Given task
Please arrange every line of the listing below as a JSON list of strings, one string per line, leaving out blank lines.

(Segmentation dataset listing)
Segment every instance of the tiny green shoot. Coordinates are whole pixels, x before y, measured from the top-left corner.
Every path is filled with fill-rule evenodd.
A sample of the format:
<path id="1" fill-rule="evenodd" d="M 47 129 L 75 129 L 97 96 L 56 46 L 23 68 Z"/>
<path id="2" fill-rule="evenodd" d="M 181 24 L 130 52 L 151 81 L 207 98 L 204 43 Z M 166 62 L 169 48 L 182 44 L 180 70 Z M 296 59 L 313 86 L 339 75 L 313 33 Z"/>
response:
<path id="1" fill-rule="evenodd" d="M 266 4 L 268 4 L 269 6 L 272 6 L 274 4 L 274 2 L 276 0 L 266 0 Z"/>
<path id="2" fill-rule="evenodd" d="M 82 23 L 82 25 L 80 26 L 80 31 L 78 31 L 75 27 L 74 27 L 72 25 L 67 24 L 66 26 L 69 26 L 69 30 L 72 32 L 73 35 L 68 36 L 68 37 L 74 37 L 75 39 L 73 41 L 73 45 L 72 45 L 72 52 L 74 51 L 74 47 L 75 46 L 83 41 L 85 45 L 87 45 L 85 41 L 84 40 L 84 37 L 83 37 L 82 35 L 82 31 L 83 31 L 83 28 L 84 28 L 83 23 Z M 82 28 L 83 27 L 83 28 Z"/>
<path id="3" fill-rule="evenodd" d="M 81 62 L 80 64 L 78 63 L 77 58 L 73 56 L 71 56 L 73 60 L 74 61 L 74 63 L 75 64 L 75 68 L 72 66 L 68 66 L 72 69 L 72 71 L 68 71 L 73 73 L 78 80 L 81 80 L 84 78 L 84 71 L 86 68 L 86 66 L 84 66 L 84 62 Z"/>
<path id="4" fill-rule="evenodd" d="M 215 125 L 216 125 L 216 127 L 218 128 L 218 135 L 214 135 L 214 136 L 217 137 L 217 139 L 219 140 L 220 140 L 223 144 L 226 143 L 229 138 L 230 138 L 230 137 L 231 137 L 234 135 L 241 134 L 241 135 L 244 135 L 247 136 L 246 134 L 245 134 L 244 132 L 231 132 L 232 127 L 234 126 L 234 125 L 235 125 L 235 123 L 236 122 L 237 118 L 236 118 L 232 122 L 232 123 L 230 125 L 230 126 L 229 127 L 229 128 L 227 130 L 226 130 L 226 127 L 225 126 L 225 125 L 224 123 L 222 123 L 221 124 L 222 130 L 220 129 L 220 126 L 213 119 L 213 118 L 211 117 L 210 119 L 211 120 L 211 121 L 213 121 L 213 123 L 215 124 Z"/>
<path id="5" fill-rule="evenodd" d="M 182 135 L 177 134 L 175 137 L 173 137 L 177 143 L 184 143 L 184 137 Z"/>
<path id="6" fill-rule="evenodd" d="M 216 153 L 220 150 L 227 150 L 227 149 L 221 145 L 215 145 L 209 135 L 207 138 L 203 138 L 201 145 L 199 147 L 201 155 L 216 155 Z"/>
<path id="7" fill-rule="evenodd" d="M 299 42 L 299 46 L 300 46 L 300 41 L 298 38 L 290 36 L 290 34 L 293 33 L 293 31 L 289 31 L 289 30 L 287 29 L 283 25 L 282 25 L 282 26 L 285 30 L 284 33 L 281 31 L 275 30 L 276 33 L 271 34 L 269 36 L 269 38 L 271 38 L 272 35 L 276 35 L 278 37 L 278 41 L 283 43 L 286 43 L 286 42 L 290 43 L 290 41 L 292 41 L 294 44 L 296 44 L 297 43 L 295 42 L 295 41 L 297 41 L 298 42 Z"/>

Answer to this exercise
[
  "Segment every instance of the tiny green shoot. Coordinates are whole pixels, x before y, measured from the top-left corner.",
  "Every path is filled with fill-rule evenodd.",
  "A sample of the format:",
  "<path id=\"1\" fill-rule=\"evenodd\" d=\"M 47 129 L 75 129 L 97 96 L 56 46 L 23 68 Z\"/>",
  "<path id=\"2\" fill-rule=\"evenodd\" d=\"M 181 24 L 130 52 L 151 81 L 207 98 L 204 43 Z M 166 62 L 169 48 L 182 44 L 180 70 Z M 296 59 L 313 86 L 339 75 L 313 33 Z\"/>",
  "response:",
  "<path id=\"1\" fill-rule=\"evenodd\" d=\"M 266 4 L 268 4 L 269 6 L 272 6 L 274 4 L 274 2 L 276 0 L 266 0 Z\"/>",
  "<path id=\"2\" fill-rule=\"evenodd\" d=\"M 82 23 L 82 25 L 80 26 L 80 31 L 78 31 L 75 27 L 74 27 L 72 25 L 67 24 L 66 26 L 69 26 L 69 30 L 72 32 L 73 35 L 68 36 L 68 37 L 74 37 L 75 39 L 73 41 L 73 45 L 72 45 L 72 52 L 74 51 L 74 47 L 75 46 L 83 41 L 85 45 L 87 45 L 85 41 L 84 40 L 84 37 L 83 37 L 82 35 L 82 31 L 83 31 L 83 28 L 84 28 L 83 23 Z M 82 28 L 83 27 L 83 28 Z\"/>",
  "<path id=\"3\" fill-rule=\"evenodd\" d=\"M 81 62 L 80 64 L 78 63 L 77 58 L 73 56 L 71 56 L 73 60 L 74 61 L 74 63 L 75 64 L 75 68 L 72 66 L 68 66 L 72 69 L 72 71 L 68 71 L 73 73 L 78 80 L 81 80 L 84 78 L 84 71 L 86 68 L 86 66 L 84 66 L 84 62 Z\"/>",
  "<path id=\"4\" fill-rule=\"evenodd\" d=\"M 215 125 L 216 125 L 216 127 L 218 128 L 218 135 L 214 135 L 214 136 L 217 137 L 217 139 L 219 140 L 220 140 L 223 144 L 226 143 L 229 138 L 230 138 L 230 137 L 231 137 L 234 135 L 241 134 L 241 135 L 244 135 L 247 136 L 246 134 L 245 134 L 244 132 L 231 132 L 232 127 L 234 126 L 234 125 L 235 125 L 235 123 L 236 122 L 237 118 L 236 118 L 232 122 L 232 123 L 230 125 L 230 126 L 229 127 L 229 128 L 227 130 L 226 130 L 226 127 L 225 126 L 225 125 L 224 123 L 222 123 L 221 124 L 222 130 L 220 129 L 220 126 L 213 119 L 213 118 L 211 117 L 210 119 L 211 120 L 211 121 L 213 121 L 213 123 L 215 124 Z\"/>",
  "<path id=\"5\" fill-rule=\"evenodd\" d=\"M 182 135 L 177 134 L 175 137 L 173 137 L 177 143 L 184 143 L 184 137 Z\"/>",
  "<path id=\"6\" fill-rule=\"evenodd\" d=\"M 216 153 L 220 150 L 227 150 L 227 149 L 221 145 L 215 145 L 209 135 L 207 138 L 203 138 L 201 145 L 199 147 L 201 155 L 216 155 Z\"/>",
  "<path id=\"7\" fill-rule=\"evenodd\" d=\"M 299 42 L 299 46 L 300 46 L 300 41 L 298 38 L 290 36 L 290 34 L 293 33 L 293 31 L 289 31 L 289 30 L 287 29 L 283 25 L 282 25 L 282 26 L 285 30 L 284 33 L 281 31 L 275 30 L 276 33 L 271 34 L 269 36 L 269 38 L 271 38 L 272 35 L 276 35 L 278 37 L 278 41 L 283 43 L 286 43 L 286 42 L 290 43 L 290 41 L 292 41 L 294 44 L 296 44 L 297 43 L 295 42 L 295 41 L 297 41 L 298 42 Z\"/>"
]